- **Stated goal**:
Write out the lines of the listing from its first line through the line containing "POLYGON ((69 266, 0", including both ends.

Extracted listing

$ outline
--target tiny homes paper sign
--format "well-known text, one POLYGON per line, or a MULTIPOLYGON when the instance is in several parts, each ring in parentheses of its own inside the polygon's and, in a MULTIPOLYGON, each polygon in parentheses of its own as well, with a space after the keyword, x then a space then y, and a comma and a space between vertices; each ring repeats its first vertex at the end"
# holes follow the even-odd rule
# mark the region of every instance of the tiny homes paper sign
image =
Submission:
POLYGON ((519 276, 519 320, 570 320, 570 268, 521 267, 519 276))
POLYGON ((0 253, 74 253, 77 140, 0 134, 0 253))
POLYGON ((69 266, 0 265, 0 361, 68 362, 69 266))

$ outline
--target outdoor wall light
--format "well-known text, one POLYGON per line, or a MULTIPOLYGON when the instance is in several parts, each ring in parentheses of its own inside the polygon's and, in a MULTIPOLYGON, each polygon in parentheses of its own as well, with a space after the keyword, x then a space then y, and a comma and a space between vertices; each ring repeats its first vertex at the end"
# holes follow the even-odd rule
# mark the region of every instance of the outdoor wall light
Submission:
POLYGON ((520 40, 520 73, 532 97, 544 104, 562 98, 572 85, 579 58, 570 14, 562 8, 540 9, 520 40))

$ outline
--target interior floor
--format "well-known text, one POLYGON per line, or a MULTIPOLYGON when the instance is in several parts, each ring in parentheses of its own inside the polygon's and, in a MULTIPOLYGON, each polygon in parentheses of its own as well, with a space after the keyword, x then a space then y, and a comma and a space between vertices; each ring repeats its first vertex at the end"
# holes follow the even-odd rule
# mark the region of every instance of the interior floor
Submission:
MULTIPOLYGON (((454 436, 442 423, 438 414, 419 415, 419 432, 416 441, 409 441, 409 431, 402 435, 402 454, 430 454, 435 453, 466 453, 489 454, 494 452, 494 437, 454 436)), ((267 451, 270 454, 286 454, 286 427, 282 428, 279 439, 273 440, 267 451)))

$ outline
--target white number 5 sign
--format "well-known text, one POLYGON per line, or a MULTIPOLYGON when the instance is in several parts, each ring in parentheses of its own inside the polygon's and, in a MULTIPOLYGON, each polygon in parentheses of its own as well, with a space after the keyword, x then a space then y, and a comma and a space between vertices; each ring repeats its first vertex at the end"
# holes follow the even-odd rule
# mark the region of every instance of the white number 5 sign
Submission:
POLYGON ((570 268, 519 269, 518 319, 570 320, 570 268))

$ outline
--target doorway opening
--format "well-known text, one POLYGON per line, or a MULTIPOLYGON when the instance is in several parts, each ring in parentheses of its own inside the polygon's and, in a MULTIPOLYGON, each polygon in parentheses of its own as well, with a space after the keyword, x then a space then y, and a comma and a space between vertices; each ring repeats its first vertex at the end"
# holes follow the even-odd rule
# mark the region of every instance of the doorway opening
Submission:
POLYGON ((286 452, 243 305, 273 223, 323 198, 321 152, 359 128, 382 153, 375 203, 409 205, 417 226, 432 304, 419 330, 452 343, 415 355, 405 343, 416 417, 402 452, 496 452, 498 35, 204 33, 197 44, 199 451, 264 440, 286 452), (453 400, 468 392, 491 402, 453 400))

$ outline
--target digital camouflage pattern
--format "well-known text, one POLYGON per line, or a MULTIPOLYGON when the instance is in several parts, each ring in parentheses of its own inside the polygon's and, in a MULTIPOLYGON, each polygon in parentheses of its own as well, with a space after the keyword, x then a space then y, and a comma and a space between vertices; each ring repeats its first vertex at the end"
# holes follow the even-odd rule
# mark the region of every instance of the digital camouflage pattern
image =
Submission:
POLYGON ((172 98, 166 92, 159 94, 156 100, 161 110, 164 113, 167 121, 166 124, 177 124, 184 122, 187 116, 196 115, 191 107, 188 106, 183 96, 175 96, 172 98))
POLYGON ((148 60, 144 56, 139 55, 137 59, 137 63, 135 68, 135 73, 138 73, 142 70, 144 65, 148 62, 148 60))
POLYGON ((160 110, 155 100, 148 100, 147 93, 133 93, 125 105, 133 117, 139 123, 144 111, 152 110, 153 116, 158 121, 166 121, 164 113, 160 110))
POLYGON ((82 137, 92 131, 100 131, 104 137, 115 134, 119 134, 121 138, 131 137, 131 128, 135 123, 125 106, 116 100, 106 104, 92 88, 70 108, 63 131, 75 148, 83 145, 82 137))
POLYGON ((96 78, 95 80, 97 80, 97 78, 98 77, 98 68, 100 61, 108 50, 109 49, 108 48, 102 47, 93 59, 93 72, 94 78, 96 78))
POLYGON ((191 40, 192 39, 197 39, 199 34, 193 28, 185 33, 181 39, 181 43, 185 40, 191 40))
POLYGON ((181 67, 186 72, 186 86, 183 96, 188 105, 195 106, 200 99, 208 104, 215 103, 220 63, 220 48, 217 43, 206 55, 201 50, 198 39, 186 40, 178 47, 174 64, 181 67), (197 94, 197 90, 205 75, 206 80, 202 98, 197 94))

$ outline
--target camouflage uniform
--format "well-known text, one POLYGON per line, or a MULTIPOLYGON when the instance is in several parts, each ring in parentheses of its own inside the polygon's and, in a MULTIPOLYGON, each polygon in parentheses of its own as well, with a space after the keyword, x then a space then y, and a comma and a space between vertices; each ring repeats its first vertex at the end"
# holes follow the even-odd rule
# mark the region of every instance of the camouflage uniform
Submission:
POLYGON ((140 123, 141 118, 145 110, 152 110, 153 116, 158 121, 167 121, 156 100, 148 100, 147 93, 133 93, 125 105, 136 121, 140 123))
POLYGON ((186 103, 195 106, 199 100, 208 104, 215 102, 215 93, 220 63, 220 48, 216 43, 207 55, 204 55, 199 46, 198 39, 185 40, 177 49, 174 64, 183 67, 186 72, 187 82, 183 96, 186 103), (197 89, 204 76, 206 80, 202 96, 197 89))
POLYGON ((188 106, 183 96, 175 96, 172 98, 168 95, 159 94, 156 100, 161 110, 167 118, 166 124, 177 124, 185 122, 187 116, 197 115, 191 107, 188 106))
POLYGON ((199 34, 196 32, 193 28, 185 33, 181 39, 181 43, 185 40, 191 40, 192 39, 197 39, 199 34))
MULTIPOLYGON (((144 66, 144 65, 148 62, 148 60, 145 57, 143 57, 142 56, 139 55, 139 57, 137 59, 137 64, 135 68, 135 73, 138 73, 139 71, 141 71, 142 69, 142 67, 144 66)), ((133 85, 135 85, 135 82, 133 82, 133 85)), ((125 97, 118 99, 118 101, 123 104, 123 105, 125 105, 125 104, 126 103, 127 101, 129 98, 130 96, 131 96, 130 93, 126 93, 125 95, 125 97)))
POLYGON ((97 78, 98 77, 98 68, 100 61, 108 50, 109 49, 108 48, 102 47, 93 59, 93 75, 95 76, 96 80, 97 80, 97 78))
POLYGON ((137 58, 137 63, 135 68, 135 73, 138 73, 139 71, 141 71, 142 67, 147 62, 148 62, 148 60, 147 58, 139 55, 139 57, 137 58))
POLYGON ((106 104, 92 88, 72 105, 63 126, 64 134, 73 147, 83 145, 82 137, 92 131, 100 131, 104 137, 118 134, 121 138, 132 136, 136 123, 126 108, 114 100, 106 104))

- **Expected answer**:
$ outline
--target tiny homes paper sign
--format "well-known text, one POLYGON per line, or a MULTIPOLYGON when the instance is in several parts, each ring in parentheses of its own inside the polygon's and, in a MULTIPOLYGON, each polygon in parentheses of its own as well, with a space after the keyword, x then a space then y, and a comma and a space between vertices; each ring repeats its first vertex at the end"
# holes follow the even-odd rule
# mark the region of every instance of the tiny homes paper sign
image =
Submission:
POLYGON ((519 276, 519 320, 570 320, 570 268, 521 267, 519 276))
POLYGON ((0 253, 74 253, 77 140, 0 134, 0 253))
POLYGON ((69 266, 0 265, 0 361, 68 362, 69 266))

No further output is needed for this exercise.